*Job*: An image-free, exact copy of the records below is required.

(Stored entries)
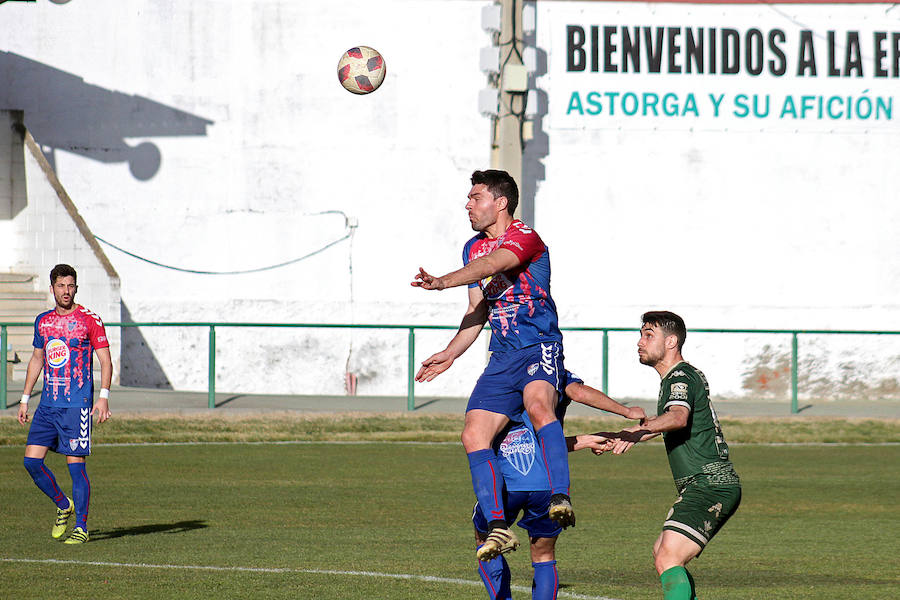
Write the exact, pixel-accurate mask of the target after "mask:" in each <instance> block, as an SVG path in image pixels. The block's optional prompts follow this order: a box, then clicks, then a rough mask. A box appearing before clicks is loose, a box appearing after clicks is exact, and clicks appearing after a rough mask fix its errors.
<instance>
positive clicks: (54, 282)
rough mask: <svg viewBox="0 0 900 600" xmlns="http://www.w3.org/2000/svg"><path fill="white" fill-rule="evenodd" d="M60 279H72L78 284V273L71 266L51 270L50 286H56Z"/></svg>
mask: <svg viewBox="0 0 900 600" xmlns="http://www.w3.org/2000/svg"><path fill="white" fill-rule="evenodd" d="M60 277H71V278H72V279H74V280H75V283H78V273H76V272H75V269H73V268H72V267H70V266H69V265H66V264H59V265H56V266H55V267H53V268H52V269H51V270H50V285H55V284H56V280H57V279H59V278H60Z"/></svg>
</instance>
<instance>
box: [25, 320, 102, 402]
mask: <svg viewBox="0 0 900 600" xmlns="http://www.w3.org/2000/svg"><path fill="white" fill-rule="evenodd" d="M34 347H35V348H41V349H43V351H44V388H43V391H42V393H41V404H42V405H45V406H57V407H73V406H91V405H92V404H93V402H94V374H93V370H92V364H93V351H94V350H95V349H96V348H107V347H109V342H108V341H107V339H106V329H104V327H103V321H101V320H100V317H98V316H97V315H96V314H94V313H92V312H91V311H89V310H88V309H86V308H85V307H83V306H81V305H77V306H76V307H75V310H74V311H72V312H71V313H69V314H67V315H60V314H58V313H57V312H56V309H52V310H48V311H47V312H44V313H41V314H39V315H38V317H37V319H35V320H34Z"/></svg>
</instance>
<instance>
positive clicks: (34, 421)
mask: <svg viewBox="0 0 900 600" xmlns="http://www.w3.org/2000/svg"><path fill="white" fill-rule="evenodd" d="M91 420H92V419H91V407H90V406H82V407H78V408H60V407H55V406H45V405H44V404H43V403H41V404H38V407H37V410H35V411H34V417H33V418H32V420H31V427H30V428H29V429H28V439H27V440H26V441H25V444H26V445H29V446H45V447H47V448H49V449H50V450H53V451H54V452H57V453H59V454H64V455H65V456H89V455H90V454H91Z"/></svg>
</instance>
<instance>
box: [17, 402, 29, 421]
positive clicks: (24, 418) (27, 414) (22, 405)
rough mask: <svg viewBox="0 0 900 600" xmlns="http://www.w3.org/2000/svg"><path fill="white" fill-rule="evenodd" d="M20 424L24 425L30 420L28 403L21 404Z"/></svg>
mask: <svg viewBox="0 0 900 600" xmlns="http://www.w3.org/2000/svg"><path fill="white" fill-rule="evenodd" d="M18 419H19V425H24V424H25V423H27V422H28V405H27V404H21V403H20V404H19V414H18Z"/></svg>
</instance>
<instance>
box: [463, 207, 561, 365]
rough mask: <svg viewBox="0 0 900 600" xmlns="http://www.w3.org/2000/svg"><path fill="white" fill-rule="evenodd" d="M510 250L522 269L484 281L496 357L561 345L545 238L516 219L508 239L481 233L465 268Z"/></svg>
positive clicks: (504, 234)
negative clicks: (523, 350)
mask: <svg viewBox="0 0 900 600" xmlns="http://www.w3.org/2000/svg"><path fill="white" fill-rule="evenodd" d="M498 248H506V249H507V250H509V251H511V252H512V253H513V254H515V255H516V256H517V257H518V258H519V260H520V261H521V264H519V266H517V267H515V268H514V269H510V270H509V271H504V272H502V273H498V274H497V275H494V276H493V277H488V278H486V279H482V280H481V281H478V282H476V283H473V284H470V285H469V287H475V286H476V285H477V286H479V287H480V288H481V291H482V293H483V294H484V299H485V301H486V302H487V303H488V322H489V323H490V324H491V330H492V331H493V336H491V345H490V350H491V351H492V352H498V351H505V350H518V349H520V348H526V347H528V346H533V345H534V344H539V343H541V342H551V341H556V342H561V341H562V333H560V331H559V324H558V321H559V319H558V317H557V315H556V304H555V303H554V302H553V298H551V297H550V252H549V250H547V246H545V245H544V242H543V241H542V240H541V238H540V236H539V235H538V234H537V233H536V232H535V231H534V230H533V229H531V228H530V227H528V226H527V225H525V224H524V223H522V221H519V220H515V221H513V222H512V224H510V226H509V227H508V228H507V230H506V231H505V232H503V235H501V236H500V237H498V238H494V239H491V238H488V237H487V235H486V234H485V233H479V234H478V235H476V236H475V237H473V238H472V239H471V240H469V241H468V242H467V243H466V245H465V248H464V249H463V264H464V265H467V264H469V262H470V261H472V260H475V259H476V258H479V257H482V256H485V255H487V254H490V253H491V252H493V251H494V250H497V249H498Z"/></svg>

*Task response*:
Write the exact, pixel-accurate mask of the target after "mask:" in each <instance> block, as an SVG path in image pixels. The block's optional prompts follow this order: a box, then clicks, then a rough mask. A box appearing before clicks is loose, a box appearing after clicks is exact, and clicks appearing after a rough mask fix its errors.
<instance>
positive clicks: (54, 282)
rough mask: <svg viewBox="0 0 900 600" xmlns="http://www.w3.org/2000/svg"><path fill="white" fill-rule="evenodd" d="M60 279H72L78 284V273L71 266L51 270L50 286H56Z"/></svg>
mask: <svg viewBox="0 0 900 600" xmlns="http://www.w3.org/2000/svg"><path fill="white" fill-rule="evenodd" d="M60 277H71V278H72V279H74V280H75V283H78V273H76V272H75V269H73V268H72V267H70V266H69V265H66V264H59V265H56V266H55V267H53V268H52V269H51V270H50V285H55V284H56V280H57V279H59V278H60Z"/></svg>
</instance>
<instance>
box: [25, 320, 102, 402]
mask: <svg viewBox="0 0 900 600" xmlns="http://www.w3.org/2000/svg"><path fill="white" fill-rule="evenodd" d="M34 347H35V348H41V349H43V351H44V388H43V391H42V393H41V404H42V405H45V406H57V407H73V406H91V405H92V404H93V402H94V374H93V370H92V364H93V351H94V350H95V349H96V348H107V347H109V342H108V341H107V339H106V329H104V327H103V321H101V320H100V317H98V316H97V315H96V314H94V313H92V312H91V311H89V310H88V309H86V308H85V307H83V306H81V305H77V306H76V307H75V310H74V311H72V312H71V313H69V314H67V315H60V314H58V313H57V312H56V309H52V310H48V311H47V312H44V313H41V314H39V315H38V317H37V319H35V320H34Z"/></svg>
</instance>
<instance>
positive clicks: (34, 421)
mask: <svg viewBox="0 0 900 600" xmlns="http://www.w3.org/2000/svg"><path fill="white" fill-rule="evenodd" d="M91 420H92V419H91V407H90V406H82V407H78V408H60V407H55V406H45V405H44V404H43V403H41V404H38V407H37V410H35V411H34V417H33V418H32V420H31V427H30V428H29V429H28V439H27V440H26V441H25V444H26V445H29V446H45V447H47V448H49V449H50V450H53V451H54V452H57V453H59V454H64V455H65V456H89V455H90V454H91Z"/></svg>
</instance>
<instance>
box: [17, 402, 29, 421]
positive clicks: (24, 418) (27, 414) (22, 405)
rough mask: <svg viewBox="0 0 900 600" xmlns="http://www.w3.org/2000/svg"><path fill="white" fill-rule="evenodd" d="M20 424L24 425L30 420L28 403L21 404Z"/></svg>
mask: <svg viewBox="0 0 900 600" xmlns="http://www.w3.org/2000/svg"><path fill="white" fill-rule="evenodd" d="M18 419H19V425H24V424H25V423H27V422H28V405H27V404H21V403H20V404H19V414H18Z"/></svg>
</instance>
<instance>
box: [463, 207, 561, 365]
rough mask: <svg viewBox="0 0 900 600" xmlns="http://www.w3.org/2000/svg"><path fill="white" fill-rule="evenodd" d="M510 250L522 269L484 281L496 357L561 345L545 238L516 219L508 239L481 233L465 268Z"/></svg>
positive clicks: (504, 234)
negative clicks: (523, 350)
mask: <svg viewBox="0 0 900 600" xmlns="http://www.w3.org/2000/svg"><path fill="white" fill-rule="evenodd" d="M498 248H506V249H507V250H509V251H511V252H512V253H513V254H515V255H516V256H517V257H518V258H519V260H520V261H521V264H519V266H517V267H515V268H514V269H510V270H509V271H504V272H502V273H498V274H497V275H494V276H493V277H488V278H486V279H482V280H481V281H478V282H476V283H473V284H470V285H469V287H475V286H476V285H477V286H479V287H480V288H481V291H482V293H483V294H484V299H485V301H486V302H487V303H488V322H489V323H490V324H491V330H492V331H493V336H491V345H490V350H491V351H492V352H498V351H505V350H518V349H520V348H526V347H528V346H533V345H534V344H539V343H541V342H551V341H556V342H561V341H562V333H560V331H559V324H558V321H559V319H558V317H557V315H556V304H555V303H554V302H553V298H551V297H550V252H549V250H547V246H545V245H544V242H543V241H542V240H541V238H540V236H539V235H538V234H537V233H536V232H535V231H534V230H533V229H531V228H530V227H528V226H527V225H525V224H524V223H522V221H519V220H515V221H513V222H512V224H510V226H509V227H508V228H507V230H506V231H505V232H503V235H501V236H500V237H498V238H494V239H491V238H488V237H487V235H486V234H485V233H479V234H478V235H476V236H475V237H473V238H472V239H471V240H469V241H468V242H467V243H466V245H465V248H464V249H463V264H464V265H467V264H469V262H470V261H472V260H475V259H476V258H479V257H482V256H485V255H487V254H490V253H491V252H493V251H494V250H497V249H498Z"/></svg>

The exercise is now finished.